Please return the records below exactly as they stand, with the pictures removed.

Segment Start: Source data

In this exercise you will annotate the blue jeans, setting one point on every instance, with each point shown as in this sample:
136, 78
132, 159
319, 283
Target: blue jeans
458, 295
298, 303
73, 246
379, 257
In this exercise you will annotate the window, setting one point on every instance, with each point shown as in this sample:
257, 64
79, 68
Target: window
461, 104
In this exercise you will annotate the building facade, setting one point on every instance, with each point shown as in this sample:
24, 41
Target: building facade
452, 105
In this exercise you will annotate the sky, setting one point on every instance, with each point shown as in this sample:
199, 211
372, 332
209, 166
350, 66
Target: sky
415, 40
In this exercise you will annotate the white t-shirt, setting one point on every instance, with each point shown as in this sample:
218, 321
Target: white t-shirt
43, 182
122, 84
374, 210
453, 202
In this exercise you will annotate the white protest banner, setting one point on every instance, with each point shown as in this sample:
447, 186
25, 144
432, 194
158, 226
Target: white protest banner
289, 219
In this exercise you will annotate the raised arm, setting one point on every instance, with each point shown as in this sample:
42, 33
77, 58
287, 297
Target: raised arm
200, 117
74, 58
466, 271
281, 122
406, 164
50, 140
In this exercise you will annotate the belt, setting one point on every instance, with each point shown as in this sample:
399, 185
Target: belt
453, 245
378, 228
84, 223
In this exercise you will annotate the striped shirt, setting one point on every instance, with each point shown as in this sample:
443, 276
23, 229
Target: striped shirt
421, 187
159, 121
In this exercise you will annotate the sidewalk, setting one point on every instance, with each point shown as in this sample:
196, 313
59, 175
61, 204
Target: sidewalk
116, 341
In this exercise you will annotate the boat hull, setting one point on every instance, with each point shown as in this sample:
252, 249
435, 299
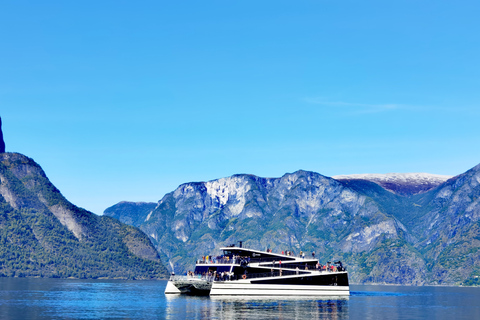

Segment End: Source data

Written solution:
In this exercise you will annotate the blue jeans, setting one point on every instance, with each point shown as in this sample:
136, 78
132, 159
319, 283
Target: blue jeans
458, 295
298, 303
73, 246
379, 257
In this exercise you will annotate the window, setting one point on every instance, with each point shown as in this sample:
257, 64
79, 68
Target: window
461, 104
In this exercise you will annotate the building facade, setting one point on every instance, with each point shown as in this sample:
24, 41
Target: building facade
452, 105
In this exercise you will annotate the sky, setting one point on every instance, with each point shown as in this sample:
199, 211
372, 332
209, 166
350, 66
Target: sky
415, 40
In this exercise you will annotate the white t-shirt, setting one point on every instance, with each point shown as in this sample:
218, 321
Target: white t-shirt
43, 182
122, 84
374, 210
453, 202
In this exercise you will annotate the white protest banner, setting one point on every instance, with each point shown as in this sample:
447, 186
25, 144
432, 194
158, 226
Target: white protest banner
289, 219
In this exercise you will annotate the raised arm, setting one point on every instance, with each point shown as in this sample:
42, 33
77, 58
287, 297
Target: raised arm
200, 117
74, 58
466, 271
281, 122
406, 164
50, 140
In this exercise you will annotate the belt, setting one point on every instance, with each point shown as in this sample:
399, 185
Target: belt
453, 245
378, 228
84, 223
In this exercise you will annotate the striped shirt, setting one point on every instance, with each point shown as in this sample:
443, 276
23, 229
Target: striped shirt
421, 187
159, 121
In this exercise you will annotate the sidewalk, setting one point on every instance, with each point shown as in this sample:
196, 313
59, 175
61, 204
Target: sidewalk
116, 341
In this exercise you will annotate the boat hull, setting one point on every instance, with each point shown as in this sample:
252, 249
435, 299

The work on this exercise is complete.